[EXERCISE GOAL] For the word "dumpling", state how many lines of the data include it. Respond with the number only.

[GIVEN DATA]
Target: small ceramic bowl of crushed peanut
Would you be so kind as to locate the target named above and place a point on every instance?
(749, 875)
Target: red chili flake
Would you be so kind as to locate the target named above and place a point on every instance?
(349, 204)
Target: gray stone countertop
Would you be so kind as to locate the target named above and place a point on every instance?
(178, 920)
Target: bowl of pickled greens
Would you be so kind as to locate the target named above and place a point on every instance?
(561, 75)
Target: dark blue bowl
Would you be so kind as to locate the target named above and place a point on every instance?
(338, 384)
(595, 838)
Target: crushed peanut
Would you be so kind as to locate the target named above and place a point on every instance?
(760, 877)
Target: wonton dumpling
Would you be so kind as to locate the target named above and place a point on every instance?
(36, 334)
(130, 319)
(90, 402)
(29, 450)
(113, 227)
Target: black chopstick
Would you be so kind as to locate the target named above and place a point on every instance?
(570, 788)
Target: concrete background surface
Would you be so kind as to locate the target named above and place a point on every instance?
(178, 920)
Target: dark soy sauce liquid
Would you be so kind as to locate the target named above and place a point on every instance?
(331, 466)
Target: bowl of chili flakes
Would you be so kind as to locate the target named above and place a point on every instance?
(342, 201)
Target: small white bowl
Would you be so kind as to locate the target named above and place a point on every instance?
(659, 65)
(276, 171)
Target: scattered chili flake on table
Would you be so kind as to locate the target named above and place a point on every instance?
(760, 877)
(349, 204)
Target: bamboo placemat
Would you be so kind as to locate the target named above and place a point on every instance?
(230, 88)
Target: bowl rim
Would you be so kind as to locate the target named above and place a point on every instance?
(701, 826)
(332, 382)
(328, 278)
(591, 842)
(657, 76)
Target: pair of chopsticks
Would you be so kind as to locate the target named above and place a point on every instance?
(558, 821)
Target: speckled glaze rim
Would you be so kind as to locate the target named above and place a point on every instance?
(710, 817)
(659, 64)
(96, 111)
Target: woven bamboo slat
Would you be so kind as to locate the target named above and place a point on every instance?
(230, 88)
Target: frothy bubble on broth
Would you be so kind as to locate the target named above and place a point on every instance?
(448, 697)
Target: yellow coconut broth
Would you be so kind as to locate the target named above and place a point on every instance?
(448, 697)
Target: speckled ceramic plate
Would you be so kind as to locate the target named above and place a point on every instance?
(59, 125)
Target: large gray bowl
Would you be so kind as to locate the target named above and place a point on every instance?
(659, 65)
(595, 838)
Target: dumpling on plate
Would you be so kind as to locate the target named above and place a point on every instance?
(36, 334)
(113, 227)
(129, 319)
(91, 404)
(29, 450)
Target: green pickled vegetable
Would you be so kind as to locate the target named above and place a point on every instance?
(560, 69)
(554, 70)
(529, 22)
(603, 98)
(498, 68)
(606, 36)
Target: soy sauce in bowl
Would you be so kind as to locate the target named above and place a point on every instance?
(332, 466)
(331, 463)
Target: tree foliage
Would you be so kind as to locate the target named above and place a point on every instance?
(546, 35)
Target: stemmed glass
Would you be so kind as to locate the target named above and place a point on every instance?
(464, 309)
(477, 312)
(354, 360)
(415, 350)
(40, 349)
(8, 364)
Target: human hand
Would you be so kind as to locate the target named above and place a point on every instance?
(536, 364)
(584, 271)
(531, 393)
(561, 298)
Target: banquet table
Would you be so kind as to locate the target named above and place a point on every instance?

[REPLY TO THE TASK] 2